++++ Dataset rows
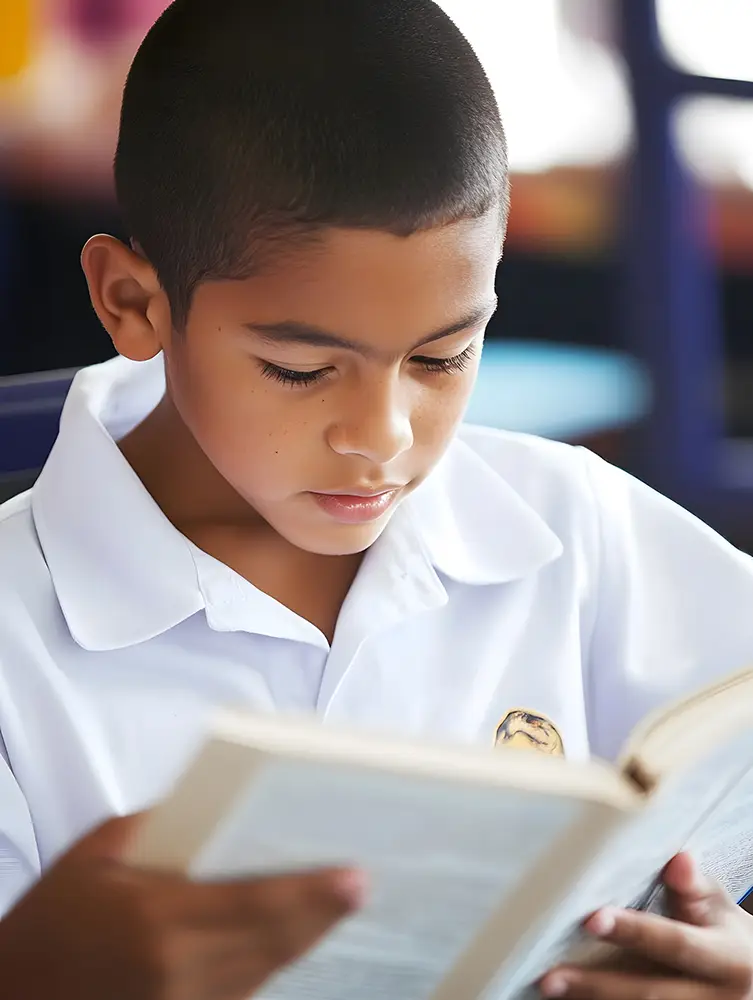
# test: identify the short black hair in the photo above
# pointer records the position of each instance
(247, 124)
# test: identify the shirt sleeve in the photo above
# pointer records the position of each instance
(19, 859)
(674, 606)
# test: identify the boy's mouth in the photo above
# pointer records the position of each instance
(357, 507)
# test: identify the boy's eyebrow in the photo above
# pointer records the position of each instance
(294, 332)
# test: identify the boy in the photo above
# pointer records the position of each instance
(266, 501)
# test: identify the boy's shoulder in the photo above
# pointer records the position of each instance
(553, 478)
(25, 581)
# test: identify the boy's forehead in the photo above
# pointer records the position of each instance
(361, 281)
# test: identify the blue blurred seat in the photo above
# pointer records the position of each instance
(553, 390)
(557, 390)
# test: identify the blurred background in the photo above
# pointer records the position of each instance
(627, 285)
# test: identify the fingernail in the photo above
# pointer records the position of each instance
(555, 986)
(602, 924)
(351, 886)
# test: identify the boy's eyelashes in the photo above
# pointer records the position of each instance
(299, 379)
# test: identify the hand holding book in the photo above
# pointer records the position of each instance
(704, 952)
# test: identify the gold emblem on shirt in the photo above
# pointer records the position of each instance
(524, 730)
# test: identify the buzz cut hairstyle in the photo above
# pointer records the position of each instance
(250, 126)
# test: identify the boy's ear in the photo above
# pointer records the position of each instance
(127, 297)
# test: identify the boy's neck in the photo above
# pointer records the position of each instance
(207, 510)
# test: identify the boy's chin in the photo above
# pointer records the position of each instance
(338, 539)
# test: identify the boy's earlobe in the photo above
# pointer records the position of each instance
(127, 297)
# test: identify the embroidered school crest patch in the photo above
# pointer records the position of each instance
(524, 730)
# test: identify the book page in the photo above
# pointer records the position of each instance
(440, 857)
(708, 809)
(723, 844)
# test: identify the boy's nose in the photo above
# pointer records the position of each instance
(377, 426)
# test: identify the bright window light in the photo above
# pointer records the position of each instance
(709, 37)
(564, 99)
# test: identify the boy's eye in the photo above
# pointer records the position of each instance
(296, 379)
(449, 366)
(290, 377)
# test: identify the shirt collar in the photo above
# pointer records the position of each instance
(123, 574)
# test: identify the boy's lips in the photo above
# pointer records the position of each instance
(357, 506)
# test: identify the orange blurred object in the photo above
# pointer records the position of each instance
(15, 36)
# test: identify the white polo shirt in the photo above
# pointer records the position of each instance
(522, 574)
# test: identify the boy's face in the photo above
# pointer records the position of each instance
(326, 389)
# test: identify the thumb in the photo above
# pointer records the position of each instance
(107, 842)
(693, 898)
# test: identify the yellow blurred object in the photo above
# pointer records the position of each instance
(15, 36)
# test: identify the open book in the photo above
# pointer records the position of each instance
(482, 863)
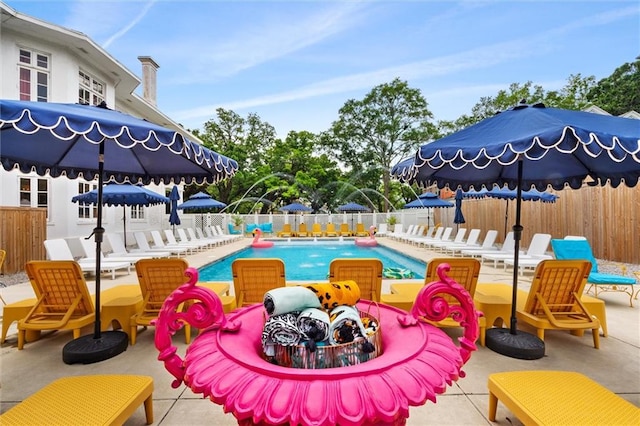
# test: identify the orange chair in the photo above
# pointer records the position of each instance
(316, 230)
(252, 278)
(331, 230)
(367, 273)
(286, 231)
(157, 278)
(302, 230)
(344, 230)
(63, 300)
(554, 301)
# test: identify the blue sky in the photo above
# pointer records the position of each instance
(295, 63)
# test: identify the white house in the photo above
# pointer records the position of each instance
(49, 63)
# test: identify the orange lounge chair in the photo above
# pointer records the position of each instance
(286, 231)
(252, 278)
(316, 230)
(344, 230)
(302, 230)
(554, 301)
(367, 273)
(63, 300)
(331, 230)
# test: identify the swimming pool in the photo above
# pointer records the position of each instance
(310, 260)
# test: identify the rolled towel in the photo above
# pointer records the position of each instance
(346, 325)
(314, 325)
(337, 293)
(281, 330)
(282, 300)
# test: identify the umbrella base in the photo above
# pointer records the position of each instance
(520, 345)
(89, 349)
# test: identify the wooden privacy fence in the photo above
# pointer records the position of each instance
(608, 217)
(22, 234)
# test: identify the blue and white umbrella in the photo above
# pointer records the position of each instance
(96, 142)
(529, 146)
(122, 194)
(174, 218)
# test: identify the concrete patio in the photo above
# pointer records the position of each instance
(616, 365)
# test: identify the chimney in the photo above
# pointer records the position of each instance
(149, 72)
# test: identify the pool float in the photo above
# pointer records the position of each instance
(370, 241)
(257, 242)
(397, 273)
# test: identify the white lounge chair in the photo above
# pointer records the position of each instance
(143, 246)
(435, 235)
(537, 249)
(159, 244)
(397, 231)
(212, 234)
(199, 237)
(459, 238)
(184, 239)
(219, 232)
(58, 249)
(487, 244)
(383, 230)
(471, 241)
(507, 247)
(89, 249)
(172, 242)
(118, 249)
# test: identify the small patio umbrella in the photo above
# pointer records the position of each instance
(523, 147)
(125, 194)
(174, 197)
(458, 217)
(428, 200)
(201, 202)
(510, 194)
(96, 142)
(295, 208)
(353, 208)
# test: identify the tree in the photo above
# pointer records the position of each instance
(572, 96)
(376, 132)
(620, 92)
(244, 140)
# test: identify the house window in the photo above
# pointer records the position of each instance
(34, 192)
(91, 91)
(34, 76)
(137, 212)
(87, 211)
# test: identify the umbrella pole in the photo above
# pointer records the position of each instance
(99, 346)
(124, 223)
(512, 342)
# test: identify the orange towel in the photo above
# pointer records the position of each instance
(336, 293)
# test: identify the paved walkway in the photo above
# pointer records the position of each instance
(615, 365)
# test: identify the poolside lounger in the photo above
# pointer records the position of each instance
(58, 249)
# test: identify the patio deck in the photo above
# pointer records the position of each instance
(615, 365)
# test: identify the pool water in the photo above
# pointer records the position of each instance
(310, 260)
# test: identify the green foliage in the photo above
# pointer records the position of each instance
(620, 92)
(376, 132)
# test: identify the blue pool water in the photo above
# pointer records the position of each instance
(310, 260)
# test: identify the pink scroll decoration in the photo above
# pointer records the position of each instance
(432, 306)
(206, 313)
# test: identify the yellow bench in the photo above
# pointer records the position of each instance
(84, 400)
(558, 398)
(494, 300)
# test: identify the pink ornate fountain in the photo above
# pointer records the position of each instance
(224, 362)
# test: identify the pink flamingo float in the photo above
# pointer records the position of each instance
(224, 362)
(257, 242)
(370, 241)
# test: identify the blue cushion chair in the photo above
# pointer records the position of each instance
(233, 230)
(569, 249)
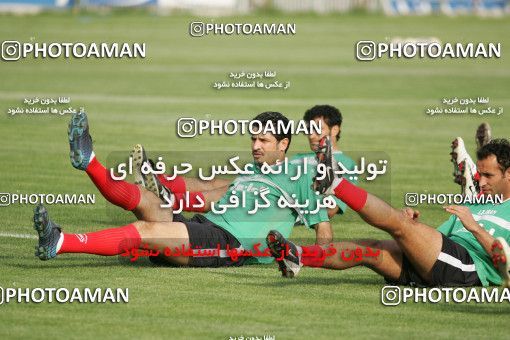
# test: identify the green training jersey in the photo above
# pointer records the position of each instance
(252, 228)
(340, 157)
(495, 219)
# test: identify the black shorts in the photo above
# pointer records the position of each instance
(454, 267)
(205, 235)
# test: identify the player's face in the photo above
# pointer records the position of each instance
(314, 138)
(266, 149)
(493, 181)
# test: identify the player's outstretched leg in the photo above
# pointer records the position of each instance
(483, 135)
(196, 201)
(120, 193)
(147, 178)
(501, 259)
(419, 242)
(80, 141)
(49, 234)
(286, 254)
(109, 242)
(464, 169)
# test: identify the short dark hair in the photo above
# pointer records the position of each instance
(274, 117)
(331, 115)
(499, 148)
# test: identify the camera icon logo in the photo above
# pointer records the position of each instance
(197, 29)
(187, 127)
(365, 50)
(5, 199)
(391, 295)
(11, 50)
(411, 199)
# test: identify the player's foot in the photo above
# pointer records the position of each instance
(144, 176)
(464, 169)
(501, 259)
(286, 254)
(80, 141)
(483, 135)
(49, 234)
(326, 180)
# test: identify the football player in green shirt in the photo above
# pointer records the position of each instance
(232, 237)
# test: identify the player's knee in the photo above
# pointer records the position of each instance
(404, 226)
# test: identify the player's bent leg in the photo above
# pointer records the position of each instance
(49, 234)
(464, 169)
(109, 242)
(483, 135)
(384, 257)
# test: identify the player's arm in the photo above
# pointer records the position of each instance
(323, 233)
(465, 216)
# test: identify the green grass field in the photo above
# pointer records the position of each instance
(139, 101)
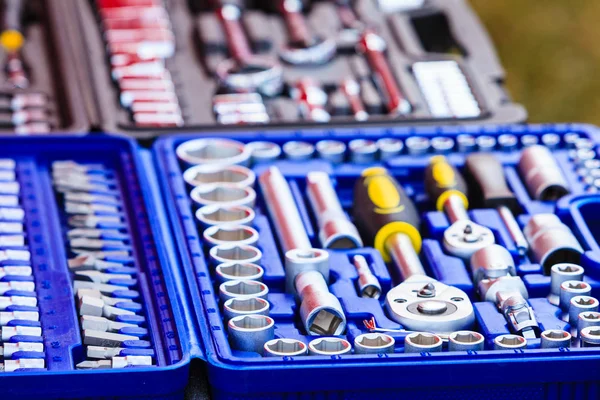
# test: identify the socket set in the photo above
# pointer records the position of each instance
(36, 60)
(84, 283)
(397, 253)
(159, 67)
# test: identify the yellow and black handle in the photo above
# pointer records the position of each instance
(382, 208)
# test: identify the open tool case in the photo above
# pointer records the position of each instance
(52, 101)
(532, 373)
(434, 31)
(47, 223)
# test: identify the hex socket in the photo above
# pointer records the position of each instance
(329, 346)
(250, 332)
(419, 342)
(320, 311)
(551, 241)
(541, 174)
(374, 343)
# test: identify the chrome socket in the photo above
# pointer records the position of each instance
(211, 174)
(226, 253)
(590, 336)
(333, 151)
(581, 304)
(368, 284)
(213, 151)
(223, 194)
(329, 346)
(250, 332)
(551, 241)
(239, 271)
(298, 151)
(336, 231)
(242, 290)
(541, 174)
(374, 343)
(264, 152)
(217, 214)
(320, 311)
(570, 289)
(509, 342)
(300, 260)
(236, 307)
(466, 341)
(555, 338)
(422, 342)
(230, 234)
(389, 148)
(285, 348)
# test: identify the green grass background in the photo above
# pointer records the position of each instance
(551, 52)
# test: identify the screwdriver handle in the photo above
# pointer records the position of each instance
(382, 209)
(11, 37)
(486, 178)
(443, 181)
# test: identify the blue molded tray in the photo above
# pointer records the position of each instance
(160, 281)
(532, 373)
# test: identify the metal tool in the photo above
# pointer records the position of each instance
(336, 231)
(12, 40)
(446, 89)
(555, 338)
(581, 304)
(560, 273)
(551, 241)
(571, 289)
(223, 194)
(465, 341)
(542, 175)
(283, 210)
(237, 175)
(590, 336)
(303, 47)
(447, 189)
(509, 342)
(333, 151)
(238, 307)
(422, 342)
(373, 47)
(245, 72)
(320, 311)
(374, 343)
(362, 151)
(229, 233)
(239, 271)
(213, 151)
(487, 183)
(367, 283)
(329, 346)
(389, 148)
(226, 253)
(351, 89)
(216, 214)
(285, 348)
(586, 319)
(312, 100)
(242, 289)
(250, 332)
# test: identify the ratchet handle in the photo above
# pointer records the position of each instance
(442, 180)
(488, 182)
(382, 209)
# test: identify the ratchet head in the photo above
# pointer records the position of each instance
(423, 304)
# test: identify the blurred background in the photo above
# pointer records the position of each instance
(551, 55)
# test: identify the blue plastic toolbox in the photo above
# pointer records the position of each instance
(530, 372)
(55, 192)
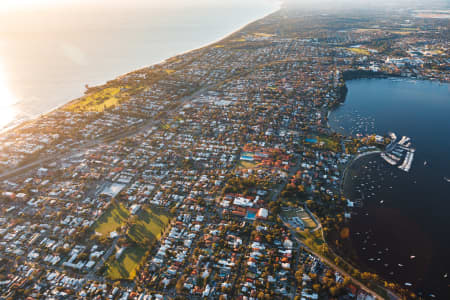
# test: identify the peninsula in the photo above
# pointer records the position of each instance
(213, 174)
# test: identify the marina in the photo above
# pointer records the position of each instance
(400, 211)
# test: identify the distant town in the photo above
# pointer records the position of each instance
(212, 175)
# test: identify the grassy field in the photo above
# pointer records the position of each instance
(303, 215)
(113, 218)
(96, 102)
(149, 225)
(125, 267)
(330, 143)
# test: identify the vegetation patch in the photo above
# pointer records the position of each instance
(98, 101)
(126, 265)
(112, 219)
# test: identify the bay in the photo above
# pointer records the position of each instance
(49, 53)
(403, 229)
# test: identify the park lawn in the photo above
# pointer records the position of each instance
(98, 101)
(126, 266)
(359, 51)
(150, 224)
(247, 164)
(330, 144)
(112, 219)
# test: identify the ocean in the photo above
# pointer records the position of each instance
(402, 230)
(48, 54)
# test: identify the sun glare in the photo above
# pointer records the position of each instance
(7, 101)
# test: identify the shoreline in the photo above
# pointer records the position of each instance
(22, 121)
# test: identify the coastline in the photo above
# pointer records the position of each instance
(22, 121)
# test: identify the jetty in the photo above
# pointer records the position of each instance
(399, 153)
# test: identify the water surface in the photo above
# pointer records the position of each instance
(403, 229)
(48, 54)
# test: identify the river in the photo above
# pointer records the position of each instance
(402, 230)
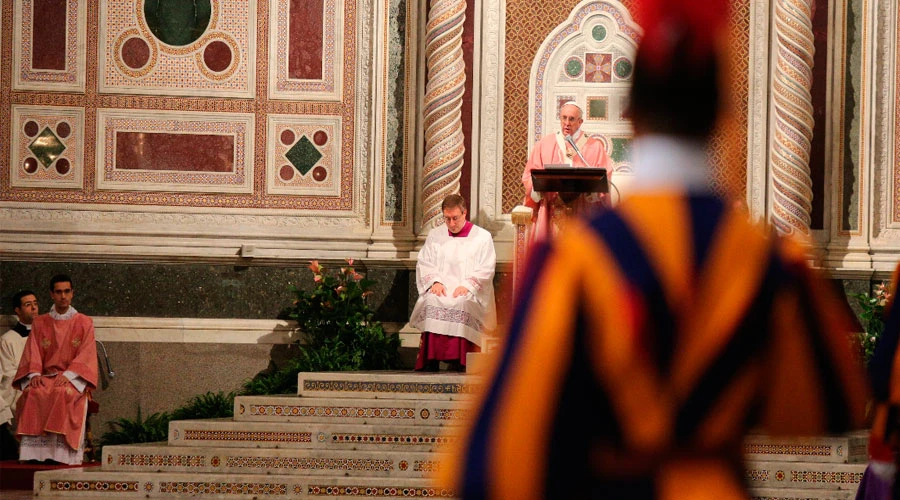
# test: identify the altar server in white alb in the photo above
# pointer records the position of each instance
(454, 275)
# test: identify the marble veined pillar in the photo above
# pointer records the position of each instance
(792, 116)
(444, 87)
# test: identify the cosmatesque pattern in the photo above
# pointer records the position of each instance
(269, 437)
(388, 387)
(793, 116)
(446, 77)
(333, 411)
(788, 449)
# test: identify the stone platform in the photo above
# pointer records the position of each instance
(377, 435)
(344, 435)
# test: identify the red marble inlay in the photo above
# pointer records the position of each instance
(305, 39)
(63, 130)
(176, 152)
(62, 166)
(48, 35)
(288, 137)
(30, 128)
(30, 165)
(135, 53)
(217, 56)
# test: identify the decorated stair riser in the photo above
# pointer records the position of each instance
(399, 385)
(352, 411)
(785, 494)
(229, 434)
(349, 463)
(805, 476)
(850, 449)
(96, 485)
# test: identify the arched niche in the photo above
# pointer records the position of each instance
(588, 59)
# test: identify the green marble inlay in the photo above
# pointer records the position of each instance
(573, 67)
(621, 149)
(47, 147)
(395, 119)
(597, 109)
(623, 68)
(177, 22)
(303, 155)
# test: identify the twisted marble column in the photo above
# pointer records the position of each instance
(446, 77)
(793, 116)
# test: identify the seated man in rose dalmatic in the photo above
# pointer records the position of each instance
(56, 375)
(454, 276)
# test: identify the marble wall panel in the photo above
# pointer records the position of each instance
(166, 151)
(895, 172)
(851, 152)
(304, 157)
(46, 147)
(49, 45)
(291, 71)
(204, 48)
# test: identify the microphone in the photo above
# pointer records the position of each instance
(572, 143)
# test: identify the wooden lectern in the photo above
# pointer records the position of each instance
(570, 180)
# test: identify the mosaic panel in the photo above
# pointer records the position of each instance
(285, 21)
(174, 168)
(49, 45)
(148, 459)
(120, 486)
(449, 414)
(222, 488)
(788, 449)
(425, 466)
(265, 436)
(310, 463)
(820, 477)
(598, 68)
(597, 108)
(333, 411)
(148, 51)
(389, 387)
(529, 23)
(304, 155)
(576, 37)
(756, 474)
(47, 147)
(323, 490)
(346, 204)
(390, 439)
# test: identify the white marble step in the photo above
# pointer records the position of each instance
(790, 494)
(93, 484)
(847, 449)
(386, 385)
(353, 411)
(803, 475)
(225, 433)
(158, 457)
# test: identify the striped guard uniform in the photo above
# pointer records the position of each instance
(644, 345)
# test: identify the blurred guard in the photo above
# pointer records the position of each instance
(647, 341)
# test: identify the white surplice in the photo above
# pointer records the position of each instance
(467, 261)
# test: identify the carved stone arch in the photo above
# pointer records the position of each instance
(588, 59)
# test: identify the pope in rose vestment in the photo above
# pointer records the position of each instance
(553, 150)
(59, 349)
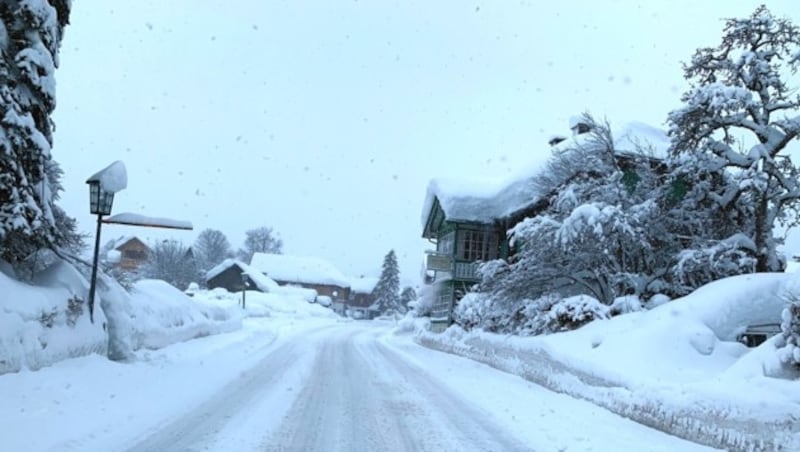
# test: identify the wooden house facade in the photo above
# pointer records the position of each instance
(133, 253)
(306, 272)
(468, 225)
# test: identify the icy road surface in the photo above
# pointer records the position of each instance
(318, 386)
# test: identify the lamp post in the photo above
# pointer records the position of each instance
(102, 187)
(244, 288)
(100, 202)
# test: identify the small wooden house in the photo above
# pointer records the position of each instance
(307, 272)
(235, 276)
(133, 253)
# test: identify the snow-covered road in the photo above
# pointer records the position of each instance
(323, 386)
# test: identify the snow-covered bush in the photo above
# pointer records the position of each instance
(696, 267)
(489, 313)
(548, 314)
(46, 320)
(789, 341)
(573, 312)
(625, 305)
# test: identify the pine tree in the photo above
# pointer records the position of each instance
(731, 135)
(30, 37)
(172, 262)
(387, 291)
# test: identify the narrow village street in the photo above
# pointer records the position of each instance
(352, 386)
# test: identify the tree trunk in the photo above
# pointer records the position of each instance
(763, 232)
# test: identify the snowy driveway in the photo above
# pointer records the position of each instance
(326, 386)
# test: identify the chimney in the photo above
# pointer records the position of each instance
(579, 125)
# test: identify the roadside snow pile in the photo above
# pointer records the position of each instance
(676, 367)
(288, 301)
(160, 315)
(48, 322)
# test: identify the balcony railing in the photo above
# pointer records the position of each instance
(466, 271)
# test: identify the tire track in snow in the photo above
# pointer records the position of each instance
(361, 396)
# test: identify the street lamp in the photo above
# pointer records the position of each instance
(244, 288)
(102, 187)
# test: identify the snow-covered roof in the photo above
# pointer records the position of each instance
(481, 202)
(363, 284)
(113, 178)
(631, 137)
(486, 201)
(123, 240)
(136, 219)
(297, 269)
(263, 283)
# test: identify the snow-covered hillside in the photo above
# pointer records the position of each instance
(677, 367)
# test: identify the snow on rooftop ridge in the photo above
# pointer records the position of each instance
(630, 137)
(484, 201)
(113, 178)
(298, 269)
(263, 283)
(122, 240)
(136, 219)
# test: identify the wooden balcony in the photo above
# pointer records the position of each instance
(466, 271)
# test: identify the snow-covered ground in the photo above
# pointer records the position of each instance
(676, 367)
(302, 382)
(286, 374)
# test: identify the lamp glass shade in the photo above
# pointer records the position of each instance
(94, 197)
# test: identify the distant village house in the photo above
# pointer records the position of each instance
(132, 253)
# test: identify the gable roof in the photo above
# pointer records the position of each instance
(124, 240)
(298, 269)
(363, 284)
(264, 283)
(484, 201)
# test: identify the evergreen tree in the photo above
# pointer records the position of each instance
(211, 248)
(30, 36)
(730, 136)
(387, 291)
(260, 240)
(172, 262)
++++++++
Reproduce verbatim the records from the line containing "# test: identify the balcony" through the last line of the records, inclusive.

# test: identify the balcony railing in the photo above
# pointer records the position of each instance
(466, 271)
# test: identify the tire track in snow in the photo above
# pointer records the position of each instance
(361, 396)
# test: identify the street lamp in the photo above
# pointer records the position of each instance
(244, 288)
(102, 187)
# test: identify the snow-covered roof in the photo above
# pointer records the position of each instance
(481, 202)
(363, 284)
(113, 178)
(631, 137)
(486, 201)
(123, 240)
(136, 219)
(297, 269)
(263, 283)
# test: identify the snow-covered hillside in the photo above
# pointer records the position of each instance
(677, 367)
# test: identify the snow on rooftop ridge in the photo above
# pointer records the position of each instance
(630, 137)
(484, 201)
(113, 178)
(298, 269)
(263, 283)
(122, 240)
(136, 219)
# test: identify the wooden balcony in the photo above
# pointer records the position of each instance
(466, 271)
# test: identify the snow-covered ground in the photo above
# pointer records the position of each instance
(676, 367)
(302, 382)
(286, 374)
# test: identify the lamp glass shade in the photo above
# pointer records the position of each instance
(94, 197)
# test: identify the distant village house in the photo above
# pointer records the position of each instance
(132, 253)
# test: identify the gable roof in the photo above
# pointer records the position of each instance
(124, 240)
(298, 269)
(363, 284)
(264, 283)
(484, 201)
# test: identify the evergreen tree in the photo above
# pointer records the position of each instance
(211, 248)
(30, 36)
(730, 136)
(387, 291)
(260, 240)
(172, 262)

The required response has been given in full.